* [Compito 1]: Ripeti alla lettera il brano su Beckett, cominciando da "Entrare nella mente" e terminando con "e alla rivelazione.".
* [Compito 2]: Estrai dalle voci ogni riga in cui compare la stringa "hoodie", senza modificarla.

* [Brano di partenza]:
_ _ _ _

Entrare nella mente di Samuel Beckett è il sogno di chiunque abbia assistito alla messa in scena di una sua opera. Un’immaginazione così divergente e inarrestabile da trasformare il silenzio più oscuro e denso dell’animo umano in un palcoscenico di voci interiori che danno corpo alle domande schivate per una vita. “L’ultimo atto del signor Beckett” (Voland, 2022, traduzione di Daniele Petruccioli) è un romanzo appassionato, appassionante e sontuoso: l’anamnesi psicologica plausibile di un uomo avvezzo agli sbagli, agli abbagli, come del resto alla reverie e alla rivelazione.
Quindi uomo-paradigma suo malgrado della grandezza chiaroscurale che segna sottotraccia l’essere umano. Al suo esordio come romanziera, ciò che Maylis Besserie racconta nel suo romanzo su Beckett è in parte vero, in parte inventato, perché come specifica lei stessa: “Samuel Beckett è senz’altro esistito, e ha senz’altro finito i suoi giorni in una casa di riposo chiamata Tiers-Temps, a Parigi, città in cui viveva in esilio da cinquant’anni. Ma il mio resta un romanzo (…) Ho voluto, basandomi su fatti reali e immaginari, fare di Beckett un personaggio che affronta la sua fine, come i tanti di cui è costellata la sua opera”.

_ _ _ _

* [Voci fornite]:
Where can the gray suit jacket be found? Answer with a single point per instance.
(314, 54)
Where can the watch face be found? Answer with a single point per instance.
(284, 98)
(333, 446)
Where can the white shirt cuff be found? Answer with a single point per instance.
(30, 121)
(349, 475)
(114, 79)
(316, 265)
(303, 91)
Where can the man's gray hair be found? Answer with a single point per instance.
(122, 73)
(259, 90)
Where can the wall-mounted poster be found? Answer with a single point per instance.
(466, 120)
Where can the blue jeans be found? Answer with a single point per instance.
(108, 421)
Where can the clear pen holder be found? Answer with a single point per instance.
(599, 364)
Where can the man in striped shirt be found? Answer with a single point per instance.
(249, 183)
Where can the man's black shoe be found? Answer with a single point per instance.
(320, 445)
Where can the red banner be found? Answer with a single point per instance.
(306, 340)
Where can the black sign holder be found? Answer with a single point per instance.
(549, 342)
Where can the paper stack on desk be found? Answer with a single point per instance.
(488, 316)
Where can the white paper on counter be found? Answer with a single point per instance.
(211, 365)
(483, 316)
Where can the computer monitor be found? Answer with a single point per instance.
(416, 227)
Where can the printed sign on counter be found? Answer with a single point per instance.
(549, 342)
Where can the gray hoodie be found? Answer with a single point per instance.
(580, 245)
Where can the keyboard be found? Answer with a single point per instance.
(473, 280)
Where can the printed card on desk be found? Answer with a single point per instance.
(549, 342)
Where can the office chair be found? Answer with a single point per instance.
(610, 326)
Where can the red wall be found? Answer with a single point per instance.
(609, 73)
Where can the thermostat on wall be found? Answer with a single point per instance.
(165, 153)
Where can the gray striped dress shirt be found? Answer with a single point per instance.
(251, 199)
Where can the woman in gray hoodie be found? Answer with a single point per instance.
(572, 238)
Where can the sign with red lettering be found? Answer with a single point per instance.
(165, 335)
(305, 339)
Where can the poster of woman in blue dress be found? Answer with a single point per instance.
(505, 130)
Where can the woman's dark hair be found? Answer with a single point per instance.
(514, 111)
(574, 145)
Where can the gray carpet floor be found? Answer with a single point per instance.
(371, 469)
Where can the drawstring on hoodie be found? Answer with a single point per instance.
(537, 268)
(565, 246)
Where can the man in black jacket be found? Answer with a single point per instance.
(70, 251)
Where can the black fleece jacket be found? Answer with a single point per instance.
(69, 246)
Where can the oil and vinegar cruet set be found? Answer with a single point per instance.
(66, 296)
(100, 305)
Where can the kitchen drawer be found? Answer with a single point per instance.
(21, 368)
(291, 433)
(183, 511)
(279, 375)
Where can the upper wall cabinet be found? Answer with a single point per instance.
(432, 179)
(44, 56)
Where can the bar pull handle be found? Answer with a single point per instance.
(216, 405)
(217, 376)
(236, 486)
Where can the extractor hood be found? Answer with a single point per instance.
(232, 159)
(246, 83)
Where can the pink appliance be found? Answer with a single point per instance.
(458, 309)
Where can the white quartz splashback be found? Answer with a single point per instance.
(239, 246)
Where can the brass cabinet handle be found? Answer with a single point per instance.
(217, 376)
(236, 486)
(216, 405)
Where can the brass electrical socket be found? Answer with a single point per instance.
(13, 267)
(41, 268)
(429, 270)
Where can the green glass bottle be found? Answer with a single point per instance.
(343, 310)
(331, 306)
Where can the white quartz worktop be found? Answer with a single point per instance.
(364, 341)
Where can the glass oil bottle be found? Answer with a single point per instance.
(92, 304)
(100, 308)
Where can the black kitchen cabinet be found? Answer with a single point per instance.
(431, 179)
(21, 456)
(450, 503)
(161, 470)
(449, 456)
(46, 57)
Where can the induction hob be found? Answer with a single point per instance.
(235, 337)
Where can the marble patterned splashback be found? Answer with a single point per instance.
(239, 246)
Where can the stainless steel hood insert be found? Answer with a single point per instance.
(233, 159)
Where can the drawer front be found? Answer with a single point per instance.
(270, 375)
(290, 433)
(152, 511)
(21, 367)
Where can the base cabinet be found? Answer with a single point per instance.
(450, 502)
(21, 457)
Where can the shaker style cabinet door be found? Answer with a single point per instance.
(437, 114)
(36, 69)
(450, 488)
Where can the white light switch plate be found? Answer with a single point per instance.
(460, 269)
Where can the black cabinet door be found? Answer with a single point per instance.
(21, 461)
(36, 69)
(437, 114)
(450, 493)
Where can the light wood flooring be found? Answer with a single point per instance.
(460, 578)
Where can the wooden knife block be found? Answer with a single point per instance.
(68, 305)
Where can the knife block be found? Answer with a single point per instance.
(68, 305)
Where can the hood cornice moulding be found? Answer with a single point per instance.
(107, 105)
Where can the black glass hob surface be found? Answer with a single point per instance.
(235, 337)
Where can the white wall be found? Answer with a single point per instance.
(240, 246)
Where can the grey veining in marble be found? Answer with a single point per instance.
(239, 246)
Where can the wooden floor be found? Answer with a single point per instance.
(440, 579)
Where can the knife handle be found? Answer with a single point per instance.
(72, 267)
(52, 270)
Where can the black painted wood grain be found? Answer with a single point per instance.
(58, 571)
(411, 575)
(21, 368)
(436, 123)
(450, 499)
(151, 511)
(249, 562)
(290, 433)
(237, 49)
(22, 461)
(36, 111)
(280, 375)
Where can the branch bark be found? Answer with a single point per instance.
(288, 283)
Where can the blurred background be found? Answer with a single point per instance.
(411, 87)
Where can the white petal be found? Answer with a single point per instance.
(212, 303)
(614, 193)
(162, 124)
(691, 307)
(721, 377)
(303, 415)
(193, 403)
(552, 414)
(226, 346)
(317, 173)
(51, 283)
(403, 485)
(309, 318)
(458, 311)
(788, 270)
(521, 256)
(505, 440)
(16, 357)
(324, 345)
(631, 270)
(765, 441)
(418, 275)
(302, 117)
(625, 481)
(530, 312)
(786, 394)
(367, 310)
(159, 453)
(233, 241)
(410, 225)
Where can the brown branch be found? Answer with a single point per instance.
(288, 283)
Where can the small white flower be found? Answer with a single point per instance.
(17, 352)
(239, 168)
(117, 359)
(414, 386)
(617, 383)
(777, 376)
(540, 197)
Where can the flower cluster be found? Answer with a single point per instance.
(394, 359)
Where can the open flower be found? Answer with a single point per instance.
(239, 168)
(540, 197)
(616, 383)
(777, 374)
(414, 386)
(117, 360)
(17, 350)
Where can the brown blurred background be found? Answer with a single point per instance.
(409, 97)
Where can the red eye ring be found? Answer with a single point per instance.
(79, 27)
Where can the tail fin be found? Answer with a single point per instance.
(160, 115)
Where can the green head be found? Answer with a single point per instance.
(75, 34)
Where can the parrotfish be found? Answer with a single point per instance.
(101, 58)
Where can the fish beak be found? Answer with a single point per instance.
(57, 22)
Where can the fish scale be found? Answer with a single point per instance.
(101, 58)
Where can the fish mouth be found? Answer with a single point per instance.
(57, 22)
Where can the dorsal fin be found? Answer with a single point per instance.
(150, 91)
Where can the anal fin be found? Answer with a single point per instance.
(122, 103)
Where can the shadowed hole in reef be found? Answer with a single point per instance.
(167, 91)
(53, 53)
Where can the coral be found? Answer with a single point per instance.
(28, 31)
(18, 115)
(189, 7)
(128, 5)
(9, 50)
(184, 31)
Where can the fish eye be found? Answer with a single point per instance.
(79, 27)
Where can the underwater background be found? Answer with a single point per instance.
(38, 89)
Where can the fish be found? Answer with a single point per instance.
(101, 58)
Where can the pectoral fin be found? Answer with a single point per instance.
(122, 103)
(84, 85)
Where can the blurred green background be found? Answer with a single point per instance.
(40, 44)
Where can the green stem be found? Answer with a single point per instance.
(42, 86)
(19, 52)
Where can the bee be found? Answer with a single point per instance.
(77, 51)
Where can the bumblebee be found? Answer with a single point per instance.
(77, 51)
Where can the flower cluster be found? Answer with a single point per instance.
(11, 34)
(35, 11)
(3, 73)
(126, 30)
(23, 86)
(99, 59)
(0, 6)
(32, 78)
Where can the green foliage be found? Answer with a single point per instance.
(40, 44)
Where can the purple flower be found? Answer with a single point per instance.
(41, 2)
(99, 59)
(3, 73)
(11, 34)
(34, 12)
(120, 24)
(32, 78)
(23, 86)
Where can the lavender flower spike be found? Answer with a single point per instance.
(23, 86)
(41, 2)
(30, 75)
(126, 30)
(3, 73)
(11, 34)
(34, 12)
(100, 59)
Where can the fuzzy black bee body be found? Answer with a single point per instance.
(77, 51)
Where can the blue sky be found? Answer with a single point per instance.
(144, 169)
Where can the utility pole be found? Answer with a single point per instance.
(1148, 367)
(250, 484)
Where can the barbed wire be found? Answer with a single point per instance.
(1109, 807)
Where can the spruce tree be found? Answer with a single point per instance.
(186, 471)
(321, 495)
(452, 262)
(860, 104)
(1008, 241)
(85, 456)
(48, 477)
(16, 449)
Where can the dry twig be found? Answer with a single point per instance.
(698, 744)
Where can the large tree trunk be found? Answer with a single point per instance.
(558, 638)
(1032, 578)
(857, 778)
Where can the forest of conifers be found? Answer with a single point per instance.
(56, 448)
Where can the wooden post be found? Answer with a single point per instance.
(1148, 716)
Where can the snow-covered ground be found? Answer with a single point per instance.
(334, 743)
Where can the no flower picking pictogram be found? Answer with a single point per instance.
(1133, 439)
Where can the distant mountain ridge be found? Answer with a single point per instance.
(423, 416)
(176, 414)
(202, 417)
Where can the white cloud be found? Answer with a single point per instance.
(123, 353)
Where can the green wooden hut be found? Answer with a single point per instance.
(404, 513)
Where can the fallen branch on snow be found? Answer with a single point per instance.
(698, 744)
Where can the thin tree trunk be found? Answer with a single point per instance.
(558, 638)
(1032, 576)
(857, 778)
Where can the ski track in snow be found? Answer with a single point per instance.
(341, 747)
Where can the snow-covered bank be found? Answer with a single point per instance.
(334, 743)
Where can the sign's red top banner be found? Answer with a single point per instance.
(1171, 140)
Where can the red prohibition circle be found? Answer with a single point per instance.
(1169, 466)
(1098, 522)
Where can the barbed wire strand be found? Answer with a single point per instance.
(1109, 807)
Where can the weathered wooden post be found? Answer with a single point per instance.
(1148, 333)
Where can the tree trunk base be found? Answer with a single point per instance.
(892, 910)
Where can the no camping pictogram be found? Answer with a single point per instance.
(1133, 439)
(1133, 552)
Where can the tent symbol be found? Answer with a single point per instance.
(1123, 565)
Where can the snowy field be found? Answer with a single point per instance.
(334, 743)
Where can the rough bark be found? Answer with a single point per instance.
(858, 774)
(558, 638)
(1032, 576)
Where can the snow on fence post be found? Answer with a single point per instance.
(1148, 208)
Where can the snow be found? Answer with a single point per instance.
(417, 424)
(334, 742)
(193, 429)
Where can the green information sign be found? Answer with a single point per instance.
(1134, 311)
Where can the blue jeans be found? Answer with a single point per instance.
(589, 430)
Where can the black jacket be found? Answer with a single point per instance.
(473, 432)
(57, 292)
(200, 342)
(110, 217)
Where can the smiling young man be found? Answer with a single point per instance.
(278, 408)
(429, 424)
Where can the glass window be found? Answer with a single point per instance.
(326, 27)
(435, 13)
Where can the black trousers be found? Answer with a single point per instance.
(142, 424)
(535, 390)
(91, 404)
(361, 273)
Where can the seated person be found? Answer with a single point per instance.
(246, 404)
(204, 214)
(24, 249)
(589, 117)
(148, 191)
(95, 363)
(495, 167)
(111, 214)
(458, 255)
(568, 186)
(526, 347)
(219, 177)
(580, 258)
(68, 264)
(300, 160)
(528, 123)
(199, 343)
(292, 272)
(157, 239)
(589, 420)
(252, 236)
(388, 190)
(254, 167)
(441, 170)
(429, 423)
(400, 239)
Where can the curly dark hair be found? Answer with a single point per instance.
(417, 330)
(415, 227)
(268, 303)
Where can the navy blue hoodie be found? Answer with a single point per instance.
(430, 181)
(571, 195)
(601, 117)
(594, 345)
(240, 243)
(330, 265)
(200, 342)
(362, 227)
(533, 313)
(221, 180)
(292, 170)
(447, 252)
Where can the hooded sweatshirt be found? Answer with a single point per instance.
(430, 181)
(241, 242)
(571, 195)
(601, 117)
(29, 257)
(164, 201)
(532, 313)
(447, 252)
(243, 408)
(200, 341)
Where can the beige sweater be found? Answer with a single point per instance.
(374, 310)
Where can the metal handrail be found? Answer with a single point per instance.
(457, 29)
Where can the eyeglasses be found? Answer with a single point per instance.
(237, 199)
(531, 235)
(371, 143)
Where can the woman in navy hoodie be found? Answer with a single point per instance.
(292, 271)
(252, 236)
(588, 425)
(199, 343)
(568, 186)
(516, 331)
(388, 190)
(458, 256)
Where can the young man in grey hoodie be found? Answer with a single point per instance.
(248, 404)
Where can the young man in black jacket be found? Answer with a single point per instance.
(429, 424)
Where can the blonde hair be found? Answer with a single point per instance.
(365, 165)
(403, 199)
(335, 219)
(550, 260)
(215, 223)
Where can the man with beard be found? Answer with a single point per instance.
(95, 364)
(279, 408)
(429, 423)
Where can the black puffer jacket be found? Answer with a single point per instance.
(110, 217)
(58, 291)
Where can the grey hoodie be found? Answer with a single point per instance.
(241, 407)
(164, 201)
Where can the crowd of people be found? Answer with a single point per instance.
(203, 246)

_ _ _ _

* [Risposta finale 1]:
Entrare nella mente di Samuel Beckett è il sogno di chiunque abbia assistito alla messa in scena di una sua opera. Un’immaginazione così divergente e inarrestabile da trasformare il silenzio più oscuro e denso dell’animo umano in un palcoscenico di voci interiori che danno corpo alle domande schivate per una vita. “L’ultimo atto del signor Beckett” (Voland, 2022, traduzione di Daniele Petruccioli) è un romanzo appassionato, appassionante e sontuoso: l’anamnesi psicologica plausibile di un uomo avvezzo agli sbagli, agli abbagli, come del resto alla reverie e alla rivelazione.

* [Risposta finale 2]:
Where can the gray hoodie be found? Answer with a single point per instance.
Where can the woman in gray hoodie be found? Answer with a single point per instance.
Where can the drawstring on hoodie be found? Answer with a single point per instance.
Where can the navy blue hoodie be found? Answer with a single point per instance.
Where can the woman in navy hoodie be found? Answer with a single point per instance.
Where can the young man in grey hoodie be found? Answer with a single point per instance.
Where can the grey hoodie be found? Answer with a single point per instance.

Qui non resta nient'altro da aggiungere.